===== PROVIDED RECORDS

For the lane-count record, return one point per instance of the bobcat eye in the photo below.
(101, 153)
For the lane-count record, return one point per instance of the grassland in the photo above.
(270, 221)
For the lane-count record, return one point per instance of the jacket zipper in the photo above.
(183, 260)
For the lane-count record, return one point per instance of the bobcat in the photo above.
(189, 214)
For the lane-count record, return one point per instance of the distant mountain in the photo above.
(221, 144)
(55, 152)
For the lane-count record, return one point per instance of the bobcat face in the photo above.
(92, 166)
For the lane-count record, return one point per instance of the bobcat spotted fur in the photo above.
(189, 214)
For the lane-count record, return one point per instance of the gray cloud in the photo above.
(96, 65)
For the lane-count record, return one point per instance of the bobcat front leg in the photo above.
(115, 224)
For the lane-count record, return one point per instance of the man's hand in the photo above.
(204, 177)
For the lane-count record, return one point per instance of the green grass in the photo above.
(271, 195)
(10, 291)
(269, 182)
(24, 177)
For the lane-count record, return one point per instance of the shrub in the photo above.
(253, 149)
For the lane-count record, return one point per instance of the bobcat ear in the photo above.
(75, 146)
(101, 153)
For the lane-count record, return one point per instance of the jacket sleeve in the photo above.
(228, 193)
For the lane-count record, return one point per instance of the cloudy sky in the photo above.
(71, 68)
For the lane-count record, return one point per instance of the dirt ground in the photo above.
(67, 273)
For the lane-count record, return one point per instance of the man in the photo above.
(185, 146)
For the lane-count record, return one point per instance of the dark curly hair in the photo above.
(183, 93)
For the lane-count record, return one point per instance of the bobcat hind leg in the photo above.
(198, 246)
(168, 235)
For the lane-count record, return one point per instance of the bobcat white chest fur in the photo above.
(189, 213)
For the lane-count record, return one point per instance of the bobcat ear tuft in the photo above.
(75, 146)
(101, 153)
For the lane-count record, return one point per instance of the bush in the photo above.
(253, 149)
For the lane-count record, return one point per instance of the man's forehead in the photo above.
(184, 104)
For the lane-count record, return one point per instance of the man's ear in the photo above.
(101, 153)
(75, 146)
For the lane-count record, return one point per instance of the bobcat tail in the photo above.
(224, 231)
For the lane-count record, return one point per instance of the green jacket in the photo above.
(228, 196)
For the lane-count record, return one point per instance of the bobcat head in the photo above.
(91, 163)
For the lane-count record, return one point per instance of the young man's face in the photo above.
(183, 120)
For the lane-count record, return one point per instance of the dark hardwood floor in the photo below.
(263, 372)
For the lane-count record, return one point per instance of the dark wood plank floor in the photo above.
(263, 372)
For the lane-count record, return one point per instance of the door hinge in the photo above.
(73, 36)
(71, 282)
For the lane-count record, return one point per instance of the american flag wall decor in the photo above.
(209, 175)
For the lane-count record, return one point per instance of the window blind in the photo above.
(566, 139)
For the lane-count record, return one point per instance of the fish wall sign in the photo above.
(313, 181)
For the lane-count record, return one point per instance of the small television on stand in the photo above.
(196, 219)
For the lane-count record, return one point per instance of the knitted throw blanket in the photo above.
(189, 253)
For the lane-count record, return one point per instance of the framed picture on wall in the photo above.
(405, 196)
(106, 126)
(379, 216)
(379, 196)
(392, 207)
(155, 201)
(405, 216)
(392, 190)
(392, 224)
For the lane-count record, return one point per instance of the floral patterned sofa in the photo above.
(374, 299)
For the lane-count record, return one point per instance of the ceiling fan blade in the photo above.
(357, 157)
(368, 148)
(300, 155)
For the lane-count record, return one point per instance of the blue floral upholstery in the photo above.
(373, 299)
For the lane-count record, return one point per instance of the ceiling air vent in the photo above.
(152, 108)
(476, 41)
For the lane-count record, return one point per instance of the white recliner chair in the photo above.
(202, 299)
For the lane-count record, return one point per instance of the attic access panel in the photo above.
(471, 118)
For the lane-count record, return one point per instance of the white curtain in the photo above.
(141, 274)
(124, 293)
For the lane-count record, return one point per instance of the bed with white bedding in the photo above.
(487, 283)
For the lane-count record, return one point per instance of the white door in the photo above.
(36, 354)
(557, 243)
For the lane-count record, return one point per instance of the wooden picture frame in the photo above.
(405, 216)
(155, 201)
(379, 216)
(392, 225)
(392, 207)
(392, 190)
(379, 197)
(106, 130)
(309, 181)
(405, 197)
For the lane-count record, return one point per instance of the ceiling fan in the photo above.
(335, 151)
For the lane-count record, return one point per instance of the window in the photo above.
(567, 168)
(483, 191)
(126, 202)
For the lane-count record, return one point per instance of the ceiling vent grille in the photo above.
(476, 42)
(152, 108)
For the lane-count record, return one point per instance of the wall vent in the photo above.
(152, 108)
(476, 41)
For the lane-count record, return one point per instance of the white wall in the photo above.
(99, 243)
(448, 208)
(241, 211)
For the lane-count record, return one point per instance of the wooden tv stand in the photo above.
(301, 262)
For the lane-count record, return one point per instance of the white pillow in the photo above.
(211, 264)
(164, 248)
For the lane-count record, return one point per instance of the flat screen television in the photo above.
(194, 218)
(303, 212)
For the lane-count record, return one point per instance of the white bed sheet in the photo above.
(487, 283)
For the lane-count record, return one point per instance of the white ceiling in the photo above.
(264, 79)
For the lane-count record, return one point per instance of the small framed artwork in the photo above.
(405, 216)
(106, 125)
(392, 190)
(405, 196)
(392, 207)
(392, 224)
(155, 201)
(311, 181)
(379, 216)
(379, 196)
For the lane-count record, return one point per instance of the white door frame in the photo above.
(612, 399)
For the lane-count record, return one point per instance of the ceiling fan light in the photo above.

==========

◆ **PROBLEM TO WORK ON**: This exercise requires an exact copy of all the records.

◆ **EXERCISE SOLUTION**:
For the lane-count record, return one point per instance of the bobcat eye in the photo below.
(101, 153)
For the lane-count record, return one point per instance of the grassland in the photo above.
(270, 221)
For the lane-count record, return one point per instance of the jacket zipper in the photo above.
(183, 260)
For the lane-count record, return one point per instance of the bobcat in the photo above.
(189, 214)
For the lane-count record, return one point per instance of the distant mountain in the photo above.
(221, 144)
(55, 152)
For the lane-count record, return one point per instance of the bobcat face in the photo above.
(92, 166)
For the lane-count record, return one point per instance of the bobcat spotted fur in the photo above.
(189, 214)
For the lane-count record, return one point per instance of the gray cloud in the photo above.
(96, 65)
For the lane-count record, return one point per instance of the bobcat front leg in the photo above.
(115, 224)
For the lane-count record, return one point per instance of the man's hand in the photo above.
(204, 177)
For the lane-count record, return one point per instance of the green grass in the photo above.
(271, 195)
(10, 291)
(269, 182)
(24, 177)
For the lane-count record, return one point per instance of the shrub in the photo above.
(253, 149)
For the lane-count record, return one point per instance of the bobcat ear in the photo above.
(75, 146)
(101, 153)
For the lane-count record, return one point per instance of the jacket sleeve in the photo above.
(228, 193)
For the lane-count record, return one point per instance of the cloudy sky in the photo above.
(71, 68)
For the lane-count record, return one point per instance of the dirt ground in the photo above.
(67, 273)
For the lane-count record, return one point per instance of the man in the photo above.
(185, 146)
For the lane-count record, return one point per instance of the dark curly hair in the photo above.
(183, 93)
For the lane-count record, return one point per instance of the bobcat hind leg in the photo above.
(198, 246)
(168, 235)
For the lane-count record, return one point per instance of the bobcat white chest fur in the photo above.
(189, 213)
For the lane-count record, return one point per instance of the bobcat ear tuft in the photo above.
(75, 146)
(101, 153)
For the lane-count record, return one point per instance of the bush in the photo above.
(253, 149)
For the lane-count record, return one point per instance of the man's forehead in the photo above.
(184, 104)
For the lane-count record, return one point per instance of the man's ear in the photo above.
(101, 153)
(75, 146)
For the lane-count record, return one point per instance of the bobcat tail in the photo above.
(224, 231)
For the lane-count record, return one point per instance of the green jacket in the photo above.
(228, 196)
For the lane-count record, return one point per instance of the bobcat head in the photo above.
(91, 163)
For the lane-count record, return one point per instance of the young man's face in the photo above.
(183, 120)
For the lane-count record, return one point per instance of the dark hardwood floor in the photo below.
(263, 372)
For the lane-count record, return one point per instance of the dark wood plank floor in the photo above.
(263, 372)
For the lane-count record, return one point per instance of the door hinge in the photo above.
(73, 36)
(71, 282)
For the lane-count record, return one point per instance of the american flag wall decor in the photo above.
(209, 175)
For the lane-count record, return one point per instance of the window blind in the photo above.
(566, 139)
For the lane-count record, return one point per instance of the fish wall sign in the photo above.
(313, 181)
For the lane-count record, return one point per instance of the small television on stand in the photo above.
(196, 219)
For the lane-count record, return one point per instance of the knitted throw blanket in the photo above.
(189, 253)
For the lane-count record, return one point per instance of the framed picture on wall in the photo above.
(405, 196)
(106, 126)
(379, 216)
(379, 196)
(392, 207)
(155, 201)
(405, 216)
(392, 190)
(392, 224)
For the lane-count record, return one point per instance of the floral patterned sofa in the photo above.
(374, 299)
For the lane-count record, return one point per instance of the ceiling fan blade in the photo above.
(357, 157)
(368, 148)
(300, 155)
For the lane-count record, return one point per instance of the blue floral upholstery in the photo above.
(373, 299)
For the lane-count record, return one point per instance of the ceiling air vent in the photo above.
(152, 108)
(476, 41)
For the lane-count record, return one point per instance of the white recliner chair in the photo above.
(202, 299)
For the lane-count record, return one point per instance of the attic access panel in the photo above.
(471, 118)
For the lane-count record, return one point per instance of the white curtain in the photo above.
(141, 274)
(124, 293)
For the lane-count record, return one point per instance of the bed with white bedding in the photo above.
(487, 283)
For the lane-count record, return one point per instance of the white door in the photo above.
(36, 354)
(557, 243)
For the lane-count record, return one point per instance of the wooden picture frame in the photo above.
(405, 216)
(155, 201)
(379, 216)
(392, 225)
(392, 207)
(392, 190)
(379, 197)
(106, 130)
(309, 181)
(405, 197)
For the lane-count record, return one point per instance of the ceiling fan in the photo above.
(335, 151)
For the lane-count record, return one point per instance of the window in the photo above.
(567, 168)
(483, 191)
(126, 202)
For the lane-count record, return one point per instance of the ceiling vent grille in the photo above.
(476, 42)
(152, 108)
For the lane-count record, return one point per instance of the wall vent in the photo above.
(152, 108)
(476, 41)
For the lane-count record, return one point per instance of the white wall in the photo above.
(99, 243)
(448, 208)
(241, 211)
For the lane-count record, return one point per instance of the wooden tv stand in the photo above.
(301, 262)
For the lane-count record, return one point per instance of the white pillow in the photo above.
(211, 264)
(164, 248)
For the lane-count record, return one point per instance of the flat screen television in the photo above.
(194, 218)
(303, 212)
For the lane-count record, return one point per instance of the white bed sheet in the photo above.
(487, 283)
For the lane-count record, return one point per instance of the white ceiling in the photo above.
(264, 79)
For the lane-count record, return one point per instance of the small framed artwork in the photo above.
(405, 216)
(106, 125)
(392, 190)
(405, 196)
(392, 207)
(392, 224)
(155, 201)
(311, 181)
(379, 216)
(379, 196)
For the lane-count record, return one point per instance of the white door frame in the photo above.
(612, 399)
For the lane-count record, return one point per instance of the ceiling fan light in the photo above.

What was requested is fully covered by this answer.